Available data START
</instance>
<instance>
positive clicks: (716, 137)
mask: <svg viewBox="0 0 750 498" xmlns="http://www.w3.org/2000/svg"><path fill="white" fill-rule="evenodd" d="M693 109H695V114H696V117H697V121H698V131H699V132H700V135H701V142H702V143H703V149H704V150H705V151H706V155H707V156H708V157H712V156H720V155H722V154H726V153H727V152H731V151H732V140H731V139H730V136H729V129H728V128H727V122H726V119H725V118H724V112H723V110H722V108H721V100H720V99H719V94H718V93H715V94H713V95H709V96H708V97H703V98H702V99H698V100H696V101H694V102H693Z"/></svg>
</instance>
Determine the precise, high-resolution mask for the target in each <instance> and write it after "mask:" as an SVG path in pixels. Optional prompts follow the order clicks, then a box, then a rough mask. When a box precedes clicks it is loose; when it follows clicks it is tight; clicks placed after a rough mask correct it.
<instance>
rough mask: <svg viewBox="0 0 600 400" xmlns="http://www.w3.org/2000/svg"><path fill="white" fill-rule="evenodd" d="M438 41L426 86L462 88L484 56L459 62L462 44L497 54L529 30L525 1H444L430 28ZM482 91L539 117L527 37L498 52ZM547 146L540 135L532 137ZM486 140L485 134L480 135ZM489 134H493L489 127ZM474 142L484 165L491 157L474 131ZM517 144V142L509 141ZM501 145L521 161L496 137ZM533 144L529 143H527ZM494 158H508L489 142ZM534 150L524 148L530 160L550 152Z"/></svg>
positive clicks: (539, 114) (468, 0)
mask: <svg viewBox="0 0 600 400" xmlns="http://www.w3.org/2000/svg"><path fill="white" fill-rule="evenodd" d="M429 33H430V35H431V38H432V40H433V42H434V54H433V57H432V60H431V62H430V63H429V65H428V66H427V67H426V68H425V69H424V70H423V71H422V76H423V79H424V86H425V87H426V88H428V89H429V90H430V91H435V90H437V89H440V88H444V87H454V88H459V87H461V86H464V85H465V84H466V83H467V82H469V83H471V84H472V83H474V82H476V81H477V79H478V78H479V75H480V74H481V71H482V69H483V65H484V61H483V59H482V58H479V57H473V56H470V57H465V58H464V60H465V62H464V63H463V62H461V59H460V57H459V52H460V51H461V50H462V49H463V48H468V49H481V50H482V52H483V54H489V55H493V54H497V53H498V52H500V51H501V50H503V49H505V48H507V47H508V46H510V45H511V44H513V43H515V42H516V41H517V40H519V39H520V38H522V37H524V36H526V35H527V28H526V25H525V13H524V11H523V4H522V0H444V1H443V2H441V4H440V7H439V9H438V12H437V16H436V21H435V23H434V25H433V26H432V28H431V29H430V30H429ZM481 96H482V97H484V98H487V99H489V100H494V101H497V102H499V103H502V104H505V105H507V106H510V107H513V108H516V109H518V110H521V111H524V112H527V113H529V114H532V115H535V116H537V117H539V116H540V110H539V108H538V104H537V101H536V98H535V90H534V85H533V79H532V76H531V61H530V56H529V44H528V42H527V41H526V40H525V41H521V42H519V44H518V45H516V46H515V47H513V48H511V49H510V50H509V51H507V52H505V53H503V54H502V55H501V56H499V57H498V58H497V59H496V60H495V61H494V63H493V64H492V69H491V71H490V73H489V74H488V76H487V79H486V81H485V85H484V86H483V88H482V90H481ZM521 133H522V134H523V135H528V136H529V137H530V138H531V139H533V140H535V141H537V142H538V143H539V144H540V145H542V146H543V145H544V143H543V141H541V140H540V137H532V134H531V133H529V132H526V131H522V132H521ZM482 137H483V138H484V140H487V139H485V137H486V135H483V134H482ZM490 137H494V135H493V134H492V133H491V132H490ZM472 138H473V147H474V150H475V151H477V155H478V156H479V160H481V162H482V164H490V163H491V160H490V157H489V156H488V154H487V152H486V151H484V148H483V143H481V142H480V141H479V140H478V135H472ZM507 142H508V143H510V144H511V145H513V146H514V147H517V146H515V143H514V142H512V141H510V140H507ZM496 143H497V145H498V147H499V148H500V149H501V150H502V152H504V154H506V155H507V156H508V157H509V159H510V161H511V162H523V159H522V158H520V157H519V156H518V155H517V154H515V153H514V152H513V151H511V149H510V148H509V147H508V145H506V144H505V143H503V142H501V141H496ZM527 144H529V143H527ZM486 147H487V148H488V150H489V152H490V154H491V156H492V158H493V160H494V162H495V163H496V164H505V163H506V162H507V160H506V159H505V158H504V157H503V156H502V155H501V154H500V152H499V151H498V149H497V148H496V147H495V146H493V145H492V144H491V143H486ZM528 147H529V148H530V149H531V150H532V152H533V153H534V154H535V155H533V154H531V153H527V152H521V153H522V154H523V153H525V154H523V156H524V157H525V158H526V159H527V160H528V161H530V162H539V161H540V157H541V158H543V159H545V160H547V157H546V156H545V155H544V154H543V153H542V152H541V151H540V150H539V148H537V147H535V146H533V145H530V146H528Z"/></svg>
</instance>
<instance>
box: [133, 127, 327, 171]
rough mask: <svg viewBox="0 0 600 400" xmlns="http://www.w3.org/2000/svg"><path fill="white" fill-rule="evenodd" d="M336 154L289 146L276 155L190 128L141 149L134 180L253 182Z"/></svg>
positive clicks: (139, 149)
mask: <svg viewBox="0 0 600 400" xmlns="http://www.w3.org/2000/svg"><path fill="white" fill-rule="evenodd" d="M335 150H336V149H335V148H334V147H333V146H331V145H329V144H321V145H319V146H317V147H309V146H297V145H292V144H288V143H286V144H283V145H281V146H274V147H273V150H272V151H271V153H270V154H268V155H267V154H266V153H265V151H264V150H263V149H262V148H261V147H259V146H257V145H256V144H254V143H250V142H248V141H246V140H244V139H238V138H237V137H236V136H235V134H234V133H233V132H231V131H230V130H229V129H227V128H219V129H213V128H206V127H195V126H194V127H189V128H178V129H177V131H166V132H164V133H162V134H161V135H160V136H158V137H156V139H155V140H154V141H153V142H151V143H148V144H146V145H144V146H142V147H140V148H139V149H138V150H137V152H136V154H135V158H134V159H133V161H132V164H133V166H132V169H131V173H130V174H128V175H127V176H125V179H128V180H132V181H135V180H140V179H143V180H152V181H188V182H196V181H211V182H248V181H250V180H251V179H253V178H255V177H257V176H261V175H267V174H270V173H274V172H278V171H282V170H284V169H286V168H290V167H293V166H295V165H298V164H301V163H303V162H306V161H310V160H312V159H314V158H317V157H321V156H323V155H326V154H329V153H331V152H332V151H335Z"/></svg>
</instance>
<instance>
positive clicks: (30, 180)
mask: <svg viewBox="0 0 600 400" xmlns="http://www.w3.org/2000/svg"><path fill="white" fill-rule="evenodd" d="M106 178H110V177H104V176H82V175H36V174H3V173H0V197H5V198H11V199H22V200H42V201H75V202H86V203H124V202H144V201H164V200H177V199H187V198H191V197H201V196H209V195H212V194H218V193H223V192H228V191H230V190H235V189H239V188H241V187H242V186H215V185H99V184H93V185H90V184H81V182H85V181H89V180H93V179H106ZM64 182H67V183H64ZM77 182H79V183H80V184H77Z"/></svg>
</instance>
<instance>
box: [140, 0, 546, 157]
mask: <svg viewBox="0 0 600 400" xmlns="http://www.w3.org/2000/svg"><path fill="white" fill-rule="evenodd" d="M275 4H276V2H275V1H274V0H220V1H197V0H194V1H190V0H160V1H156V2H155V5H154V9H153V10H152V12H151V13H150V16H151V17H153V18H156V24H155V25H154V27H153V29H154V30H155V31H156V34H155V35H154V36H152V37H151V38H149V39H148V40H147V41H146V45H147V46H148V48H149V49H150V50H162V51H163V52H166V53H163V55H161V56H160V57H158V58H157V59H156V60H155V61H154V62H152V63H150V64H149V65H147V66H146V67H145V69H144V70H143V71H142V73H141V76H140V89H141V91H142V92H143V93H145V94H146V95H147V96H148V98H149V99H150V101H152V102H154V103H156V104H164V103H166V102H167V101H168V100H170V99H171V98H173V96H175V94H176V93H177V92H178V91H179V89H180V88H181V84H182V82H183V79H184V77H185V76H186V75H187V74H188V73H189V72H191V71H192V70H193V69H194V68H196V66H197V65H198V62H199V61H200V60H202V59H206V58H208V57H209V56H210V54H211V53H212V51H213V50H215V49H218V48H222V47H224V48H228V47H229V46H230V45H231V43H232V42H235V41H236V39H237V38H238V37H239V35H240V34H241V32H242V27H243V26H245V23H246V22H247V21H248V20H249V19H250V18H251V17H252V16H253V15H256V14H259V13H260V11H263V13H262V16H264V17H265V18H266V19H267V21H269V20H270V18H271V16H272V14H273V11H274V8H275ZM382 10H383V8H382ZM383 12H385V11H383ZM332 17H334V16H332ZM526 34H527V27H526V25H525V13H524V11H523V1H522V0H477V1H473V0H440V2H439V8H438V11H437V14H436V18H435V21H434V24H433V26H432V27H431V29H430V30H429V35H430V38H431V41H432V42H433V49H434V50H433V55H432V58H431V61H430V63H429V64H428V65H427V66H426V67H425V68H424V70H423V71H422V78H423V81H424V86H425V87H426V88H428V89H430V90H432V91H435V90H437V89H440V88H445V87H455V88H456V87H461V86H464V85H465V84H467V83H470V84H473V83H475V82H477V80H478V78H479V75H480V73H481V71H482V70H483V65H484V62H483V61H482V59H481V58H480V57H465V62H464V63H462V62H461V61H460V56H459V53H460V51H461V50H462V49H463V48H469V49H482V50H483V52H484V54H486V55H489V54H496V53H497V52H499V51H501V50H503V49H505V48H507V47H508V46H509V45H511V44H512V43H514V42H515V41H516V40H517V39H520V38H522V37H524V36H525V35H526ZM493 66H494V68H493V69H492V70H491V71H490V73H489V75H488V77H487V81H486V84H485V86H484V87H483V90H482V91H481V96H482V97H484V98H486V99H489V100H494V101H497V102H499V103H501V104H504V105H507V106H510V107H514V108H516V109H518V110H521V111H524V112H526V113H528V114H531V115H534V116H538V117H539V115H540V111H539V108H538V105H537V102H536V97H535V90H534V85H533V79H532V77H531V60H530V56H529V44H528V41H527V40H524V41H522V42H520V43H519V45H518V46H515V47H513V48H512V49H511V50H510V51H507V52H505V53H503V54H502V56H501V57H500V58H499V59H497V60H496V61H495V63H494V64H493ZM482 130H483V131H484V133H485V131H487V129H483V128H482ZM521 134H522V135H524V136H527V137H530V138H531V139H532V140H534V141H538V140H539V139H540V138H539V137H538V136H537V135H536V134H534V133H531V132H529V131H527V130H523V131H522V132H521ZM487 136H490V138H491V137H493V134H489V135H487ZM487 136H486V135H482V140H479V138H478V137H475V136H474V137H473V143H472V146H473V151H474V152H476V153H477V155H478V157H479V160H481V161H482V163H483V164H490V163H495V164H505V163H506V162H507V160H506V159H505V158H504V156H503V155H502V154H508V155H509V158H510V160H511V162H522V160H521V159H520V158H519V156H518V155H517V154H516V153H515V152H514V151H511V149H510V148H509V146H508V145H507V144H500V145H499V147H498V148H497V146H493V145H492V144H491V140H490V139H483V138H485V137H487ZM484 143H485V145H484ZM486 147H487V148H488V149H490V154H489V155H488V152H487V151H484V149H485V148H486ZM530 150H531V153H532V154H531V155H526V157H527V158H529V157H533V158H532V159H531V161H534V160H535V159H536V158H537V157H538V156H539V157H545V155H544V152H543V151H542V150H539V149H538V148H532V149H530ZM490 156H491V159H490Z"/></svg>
Available data END
Precisely reproduce the lines of the entries, beginning at the first and ending at the one containing "41L426 86L462 88L484". Add nothing.

</instance>
<instance>
positive clicks: (716, 137)
mask: <svg viewBox="0 0 750 498" xmlns="http://www.w3.org/2000/svg"><path fill="white" fill-rule="evenodd" d="M693 109H695V114H696V117H697V121H698V131H699V132H700V135H701V142H702V143H703V149H704V150H705V151H706V155H707V156H708V157H712V156H720V155H722V154H726V153H727V152H731V151H732V140H731V139H730V136H729V129H728V128H727V122H726V119H725V118H724V112H723V110H722V108H721V100H720V99H719V94H718V93H715V94H713V95H709V96H708V97H703V98H702V99H698V100H696V101H694V102H693Z"/></svg>
</instance>
Determine the precise, high-resolution mask for the target in each <instance> and write it after "mask:" as an SVG path in pixels. Optional prompts follow the order clicks, then a box, then a rough mask. When a box precedes clicks it is loose; when it follows clicks it is tight; clicks placed after a rough mask correct it.
<instance>
rough mask: <svg viewBox="0 0 600 400" xmlns="http://www.w3.org/2000/svg"><path fill="white" fill-rule="evenodd" d="M438 41L426 86L462 88L484 56L459 62L462 44L497 54L529 30L525 1H444L430 28ZM482 91L539 117L527 37L498 52ZM547 146L540 135L532 137ZM486 140L485 134L480 135ZM489 134H493L489 127ZM474 142L484 165L491 157L474 131ZM517 144V142L509 141ZM501 145L521 161L496 137ZM533 144L529 143H527ZM494 158H508L489 142ZM534 150L524 148L530 160L550 152Z"/></svg>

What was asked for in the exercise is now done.